→ **Problem details**
Give the lines below as a Markdown table with the columns "Row" and "Line," numbering every row in order and leaving out any blank lines.

→ **Material shown**
- - - - - - -
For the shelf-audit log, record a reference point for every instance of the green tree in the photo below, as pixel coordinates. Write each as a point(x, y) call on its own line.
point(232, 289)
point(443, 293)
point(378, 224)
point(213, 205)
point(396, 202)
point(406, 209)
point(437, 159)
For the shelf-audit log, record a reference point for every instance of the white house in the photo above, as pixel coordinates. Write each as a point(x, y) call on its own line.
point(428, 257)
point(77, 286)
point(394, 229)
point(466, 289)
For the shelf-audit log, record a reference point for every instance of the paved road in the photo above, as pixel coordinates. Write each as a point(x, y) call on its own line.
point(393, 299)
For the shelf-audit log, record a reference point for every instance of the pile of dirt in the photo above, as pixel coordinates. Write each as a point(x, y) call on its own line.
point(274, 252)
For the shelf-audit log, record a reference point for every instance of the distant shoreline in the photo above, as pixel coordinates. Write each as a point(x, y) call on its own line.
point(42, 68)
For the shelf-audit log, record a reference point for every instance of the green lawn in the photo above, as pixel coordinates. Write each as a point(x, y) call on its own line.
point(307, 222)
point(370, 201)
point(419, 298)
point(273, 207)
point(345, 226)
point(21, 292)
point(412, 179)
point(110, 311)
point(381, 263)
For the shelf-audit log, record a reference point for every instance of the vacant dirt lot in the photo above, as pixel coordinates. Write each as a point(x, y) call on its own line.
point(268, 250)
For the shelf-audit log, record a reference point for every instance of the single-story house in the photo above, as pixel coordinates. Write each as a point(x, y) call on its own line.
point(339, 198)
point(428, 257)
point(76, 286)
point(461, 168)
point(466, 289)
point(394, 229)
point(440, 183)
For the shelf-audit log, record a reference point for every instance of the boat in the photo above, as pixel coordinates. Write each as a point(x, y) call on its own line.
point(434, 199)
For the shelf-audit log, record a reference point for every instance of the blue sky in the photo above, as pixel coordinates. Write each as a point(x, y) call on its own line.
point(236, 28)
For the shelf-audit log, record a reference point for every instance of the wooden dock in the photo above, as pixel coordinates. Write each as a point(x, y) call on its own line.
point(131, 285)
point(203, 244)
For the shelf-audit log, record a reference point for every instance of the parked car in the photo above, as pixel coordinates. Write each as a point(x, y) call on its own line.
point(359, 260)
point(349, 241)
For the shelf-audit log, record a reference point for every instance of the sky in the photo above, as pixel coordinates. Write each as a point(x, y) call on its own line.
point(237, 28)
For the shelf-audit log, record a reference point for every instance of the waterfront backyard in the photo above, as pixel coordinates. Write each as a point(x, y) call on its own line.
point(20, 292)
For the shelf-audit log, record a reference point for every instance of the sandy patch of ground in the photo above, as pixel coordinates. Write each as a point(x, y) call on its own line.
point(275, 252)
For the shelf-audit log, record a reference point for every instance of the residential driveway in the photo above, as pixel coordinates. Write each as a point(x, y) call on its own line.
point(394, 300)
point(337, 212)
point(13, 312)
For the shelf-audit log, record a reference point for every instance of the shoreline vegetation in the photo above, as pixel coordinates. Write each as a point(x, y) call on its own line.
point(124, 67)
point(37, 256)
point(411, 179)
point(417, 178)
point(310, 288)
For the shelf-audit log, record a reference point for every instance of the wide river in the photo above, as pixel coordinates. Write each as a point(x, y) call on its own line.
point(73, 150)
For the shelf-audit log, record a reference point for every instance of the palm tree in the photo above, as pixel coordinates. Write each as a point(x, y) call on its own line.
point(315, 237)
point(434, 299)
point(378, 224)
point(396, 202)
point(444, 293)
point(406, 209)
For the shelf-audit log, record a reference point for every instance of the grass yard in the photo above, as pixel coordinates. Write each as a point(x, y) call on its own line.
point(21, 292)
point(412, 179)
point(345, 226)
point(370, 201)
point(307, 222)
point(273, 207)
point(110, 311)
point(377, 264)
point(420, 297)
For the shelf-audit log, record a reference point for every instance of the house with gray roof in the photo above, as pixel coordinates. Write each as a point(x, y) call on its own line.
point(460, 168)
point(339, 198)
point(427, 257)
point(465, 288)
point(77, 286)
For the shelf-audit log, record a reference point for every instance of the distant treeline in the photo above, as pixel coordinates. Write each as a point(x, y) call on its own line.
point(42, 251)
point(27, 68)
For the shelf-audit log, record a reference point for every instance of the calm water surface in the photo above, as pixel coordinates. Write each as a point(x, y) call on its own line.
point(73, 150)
- - - - - - -
→ **Response**
| Row | Line |
|---|---|
| 1 | For the shelf-audit log, record a reference point for every instance of the green tree in the photo below, as pixel coordinates. Write each as a point(x, y) call on its own line. |
| 2 | point(232, 289) |
| 3 | point(443, 293) |
| 4 | point(378, 224) |
| 5 | point(213, 205) |
| 6 | point(396, 202) |
| 7 | point(406, 209) |
| 8 | point(437, 159) |
| 9 | For the shelf-audit log, record a reference point for every instance of the white house in the photo above, as pixel coordinates. Write each as a point(x, y) call on its own line. |
| 10 | point(428, 257) |
| 11 | point(77, 286) |
| 12 | point(394, 229) |
| 13 | point(466, 289) |
| 14 | For the shelf-audit log, record a reference point for every instance of the paved road in the photo above, as pixel coordinates. Write each as a point(x, y) call on its own line. |
| 15 | point(393, 299) |
| 16 | For the shelf-audit log, record a reference point for every instance of the pile of dirt in the photo above, as pixel coordinates. Write each as a point(x, y) call on its own line. |
| 17 | point(274, 252) |
| 18 | For the shelf-audit log, record a reference point for every instance of the distant shoreline in the photo above, as pixel coordinates. Write each as a point(x, y) call on its own line. |
| 19 | point(42, 68) |
| 20 | For the shelf-audit log, record a reference point for every instance of the green lawn in the photo above, as pixel coordinates. Write each as a point(x, y) call on its own line. |
| 21 | point(307, 222) |
| 22 | point(370, 201) |
| 23 | point(419, 298) |
| 24 | point(273, 207) |
| 25 | point(345, 226) |
| 26 | point(21, 292) |
| 27 | point(412, 179) |
| 28 | point(110, 311) |
| 29 | point(381, 263) |
| 30 | For the shelf-audit log, record a reference point for every instance of the vacant dirt lot in the photo above, as pixel coordinates. Write each as a point(x, y) call on its own line. |
| 31 | point(268, 250) |
| 32 | For the shelf-audit log, record a reference point for every instance of the single-story house in the photo above, as pixel coordinates. Write each as a point(x, y) call on its own line. |
| 33 | point(339, 198) |
| 34 | point(428, 257) |
| 35 | point(76, 286) |
| 36 | point(461, 168) |
| 37 | point(466, 289) |
| 38 | point(394, 229) |
| 39 | point(440, 183) |
| 40 | For the shelf-audit log, record a reference point for every instance of the boat in the photo above, as pixel coordinates. Write each as a point(x, y) call on its own line. |
| 41 | point(434, 199) |
| 42 | For the shelf-audit log, record a reference point for every instance of the blue sky in the photo above, as pixel coordinates. Write each as a point(x, y) call on its own line. |
| 43 | point(236, 28) |
| 44 | For the shelf-audit log, record a reference point for every instance of the wooden dock in the photo above, as pixel coordinates. Write each as a point(x, y) call on its own line. |
| 45 | point(131, 285) |
| 46 | point(203, 244) |
| 47 | For the shelf-audit log, record a reference point for every instance of the parked car in the photo above, as pixel coordinates. Write each as a point(x, y) call on its own line. |
| 48 | point(359, 260) |
| 49 | point(349, 241) |
| 50 | For the shelf-audit log, record a reference point for every instance of the sky in the photo above, as pixel coordinates. Write each as a point(x, y) call on its own line. |
| 51 | point(237, 28) |
| 52 | For the shelf-audit log, record a reference point for every instance of the waterfront backyard in the photo above, as pixel coordinates. Write each as a point(x, y) call on its own line. |
| 53 | point(20, 292) |
| 54 | For the shelf-audit log, record a reference point for every instance of the sandy patch of ground in the photo above, as pixel coordinates. Write each as a point(x, y) call on its own line. |
| 55 | point(275, 252) |
| 56 | For the shelf-audit log, record a reference point for every instance of the residential driveway in the photo above, as pixel coordinates. Write each as a point(x, y) call on its own line. |
| 57 | point(394, 300) |
| 58 | point(337, 212) |
| 59 | point(13, 312) |
| 60 | For the shelf-audit log, record a reference point for every instance of the shoreline vegetation in the photo above, as pixel coordinates. Write each as a point(x, y) call on its own line. |
| 61 | point(124, 67) |
| 62 | point(37, 256) |
| 63 | point(411, 179) |
| 64 | point(417, 178) |
| 65 | point(310, 288) |
| 66 | For the shelf-audit log, record a reference point for every instance of the wide river in the photo above, as pixel coordinates. Write each as a point(x, y) call on its own line. |
| 67 | point(73, 150) |
| 68 | For the shelf-audit log, record a reference point for every instance of the palm tree in the photo above, as pixel coordinates. Write each as a point(x, y) call on its own line. |
| 69 | point(315, 237) |
| 70 | point(434, 299) |
| 71 | point(378, 224) |
| 72 | point(396, 202) |
| 73 | point(444, 293) |
| 74 | point(406, 209) |
| 75 | For the shelf-audit log, record a reference point for every instance of the grass yard in the photo above, as pixel coordinates. Write each as a point(x, y) call on its own line. |
| 76 | point(21, 292) |
| 77 | point(412, 179) |
| 78 | point(345, 226) |
| 79 | point(370, 201) |
| 80 | point(307, 222) |
| 81 | point(273, 207) |
| 82 | point(110, 311) |
| 83 | point(377, 264) |
| 84 | point(420, 297) |
| 85 | For the shelf-audit log, record a reference point for every instance of the house with gray roof in the photo above, as pixel coordinates. Write each as a point(x, y) call on its own line. |
| 86 | point(460, 168) |
| 87 | point(339, 198) |
| 88 | point(427, 257) |
| 89 | point(465, 288) |
| 90 | point(77, 286) |
| 91 | For the shelf-audit log, record a reference point for every instance of the distant treeline in the photo above, as pixel coordinates. Write each as a point(x, y) call on its own line. |
| 92 | point(42, 251) |
| 93 | point(27, 68) |
| 94 | For the shelf-audit log, record a reference point for every instance of the calm water surface in the photo above, as pixel coordinates. Write each as a point(x, y) call on its own line. |
| 95 | point(73, 150) |